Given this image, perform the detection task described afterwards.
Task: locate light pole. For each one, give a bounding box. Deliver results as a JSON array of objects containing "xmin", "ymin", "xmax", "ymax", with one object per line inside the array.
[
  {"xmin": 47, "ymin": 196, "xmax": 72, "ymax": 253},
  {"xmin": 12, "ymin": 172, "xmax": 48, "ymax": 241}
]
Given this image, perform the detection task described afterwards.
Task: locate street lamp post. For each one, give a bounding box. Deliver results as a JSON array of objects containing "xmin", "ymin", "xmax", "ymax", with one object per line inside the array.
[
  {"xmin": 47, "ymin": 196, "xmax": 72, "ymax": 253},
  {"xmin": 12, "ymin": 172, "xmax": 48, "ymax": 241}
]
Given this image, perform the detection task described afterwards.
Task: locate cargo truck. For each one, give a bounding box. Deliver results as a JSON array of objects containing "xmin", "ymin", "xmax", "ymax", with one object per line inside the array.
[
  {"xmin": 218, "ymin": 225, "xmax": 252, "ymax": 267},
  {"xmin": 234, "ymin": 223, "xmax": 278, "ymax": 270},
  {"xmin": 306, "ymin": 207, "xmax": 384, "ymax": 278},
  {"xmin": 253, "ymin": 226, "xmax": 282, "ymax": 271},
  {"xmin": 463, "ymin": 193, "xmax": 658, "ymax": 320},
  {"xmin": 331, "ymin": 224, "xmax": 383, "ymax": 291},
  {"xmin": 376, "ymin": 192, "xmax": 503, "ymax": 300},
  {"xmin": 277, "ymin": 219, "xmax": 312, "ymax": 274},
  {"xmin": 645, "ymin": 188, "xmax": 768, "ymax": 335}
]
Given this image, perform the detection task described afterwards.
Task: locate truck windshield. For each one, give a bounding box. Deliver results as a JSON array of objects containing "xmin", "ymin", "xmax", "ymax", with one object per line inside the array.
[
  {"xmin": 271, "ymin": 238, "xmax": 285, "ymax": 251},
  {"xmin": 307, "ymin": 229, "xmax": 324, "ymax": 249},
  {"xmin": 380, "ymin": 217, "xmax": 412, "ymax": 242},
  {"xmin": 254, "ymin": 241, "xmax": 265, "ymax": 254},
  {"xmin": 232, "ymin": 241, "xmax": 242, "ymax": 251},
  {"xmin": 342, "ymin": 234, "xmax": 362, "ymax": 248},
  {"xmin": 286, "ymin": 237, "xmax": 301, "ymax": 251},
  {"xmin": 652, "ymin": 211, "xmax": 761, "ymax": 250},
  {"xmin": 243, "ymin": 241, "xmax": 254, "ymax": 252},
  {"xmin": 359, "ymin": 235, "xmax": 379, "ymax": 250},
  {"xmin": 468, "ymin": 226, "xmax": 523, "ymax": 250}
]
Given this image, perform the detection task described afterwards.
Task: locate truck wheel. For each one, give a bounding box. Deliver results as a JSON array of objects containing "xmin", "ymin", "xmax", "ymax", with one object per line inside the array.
★ ★ ★ ★
What to do —
Everything in the material above needs to be transcribed exactly.

Solved problem —
Given this image, perform the detection task described afterwards.
Task: locate light pole. For each one, give a bounding box. Deliver results as a JSON array of objects containing "xmin", "ymin", "xmax", "ymax", with one object per line inside the array.
[
  {"xmin": 47, "ymin": 196, "xmax": 72, "ymax": 253},
  {"xmin": 12, "ymin": 172, "xmax": 48, "ymax": 241}
]
Given this image, perform the detection task described afterwards.
Task: locate street lamp post. For each one, give a bounding box. Deliver results as a JSON array of objects containing "xmin", "ymin", "xmax", "ymax", with one object per line inside the array.
[
  {"xmin": 47, "ymin": 196, "xmax": 72, "ymax": 253},
  {"xmin": 12, "ymin": 172, "xmax": 48, "ymax": 241}
]
Given this image, perform the detection task described afterwards.
Task: locate cargo truck. For each one, give a bounding box. Deliver results as a JSON array of objects containing "xmin", "ymin", "xmax", "ymax", with one object per line inside the array.
[
  {"xmin": 218, "ymin": 225, "xmax": 252, "ymax": 267},
  {"xmin": 234, "ymin": 223, "xmax": 278, "ymax": 270},
  {"xmin": 306, "ymin": 207, "xmax": 384, "ymax": 278},
  {"xmin": 253, "ymin": 226, "xmax": 282, "ymax": 271},
  {"xmin": 463, "ymin": 193, "xmax": 658, "ymax": 320},
  {"xmin": 331, "ymin": 224, "xmax": 383, "ymax": 291},
  {"xmin": 376, "ymin": 192, "xmax": 503, "ymax": 300},
  {"xmin": 277, "ymin": 219, "xmax": 312, "ymax": 274},
  {"xmin": 645, "ymin": 188, "xmax": 768, "ymax": 335}
]
Given this image, perform the detection task described afterwards.
Task: locate truck windshield. For each one, give a bounding box. Deliver results as a JSON array of objects containing "xmin", "ymin", "xmax", "ymax", with one object per line inside the array.
[
  {"xmin": 271, "ymin": 238, "xmax": 285, "ymax": 251},
  {"xmin": 307, "ymin": 229, "xmax": 324, "ymax": 249},
  {"xmin": 380, "ymin": 217, "xmax": 412, "ymax": 242},
  {"xmin": 254, "ymin": 241, "xmax": 265, "ymax": 254},
  {"xmin": 232, "ymin": 241, "xmax": 242, "ymax": 251},
  {"xmin": 342, "ymin": 234, "xmax": 362, "ymax": 248},
  {"xmin": 286, "ymin": 237, "xmax": 301, "ymax": 251},
  {"xmin": 652, "ymin": 211, "xmax": 761, "ymax": 250},
  {"xmin": 243, "ymin": 241, "xmax": 254, "ymax": 252},
  {"xmin": 359, "ymin": 235, "xmax": 379, "ymax": 250},
  {"xmin": 468, "ymin": 226, "xmax": 523, "ymax": 250}
]
Given this image, perform the detection task described afterwards.
Task: locate truck wheel. For each one, give a bounding box. Deliver results as a JSON array of objects containing "xmin", "ymin", "xmax", "ymax", with one object per line inside the array.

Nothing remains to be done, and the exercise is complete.